Records from a data collection
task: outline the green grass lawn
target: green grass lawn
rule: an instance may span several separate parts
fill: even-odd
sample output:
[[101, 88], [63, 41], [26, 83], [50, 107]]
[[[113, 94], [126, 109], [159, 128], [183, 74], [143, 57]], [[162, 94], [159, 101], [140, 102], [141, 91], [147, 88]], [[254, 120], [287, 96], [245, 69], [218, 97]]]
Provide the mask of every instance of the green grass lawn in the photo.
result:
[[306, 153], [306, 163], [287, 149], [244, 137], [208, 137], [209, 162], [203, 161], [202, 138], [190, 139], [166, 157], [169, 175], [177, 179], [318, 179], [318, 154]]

PROBLEM — Format every line of the records above as a JSON list of strings, with one string per line and blank lines omitted.

COMPLETE ANSWER —
[
  "task: outline the green grass lawn",
  "target: green grass lawn",
  "rule: an instance may span several separate parts",
  "fill: even-odd",
  "sample output:",
  "[[101, 88], [63, 41], [26, 83], [50, 107]]",
  "[[[113, 94], [126, 109], [159, 128], [183, 74], [143, 57]], [[162, 94], [159, 101], [140, 102], [141, 91], [147, 88]], [[254, 120], [287, 96], [245, 69], [218, 97]]]",
  "Provide the mask of every instance of the green grass lawn in the photo.",
  "result:",
  "[[306, 153], [306, 163], [287, 149], [244, 137], [208, 137], [209, 162], [203, 161], [202, 138], [190, 139], [166, 157], [169, 175], [177, 179], [318, 179], [318, 154]]"
]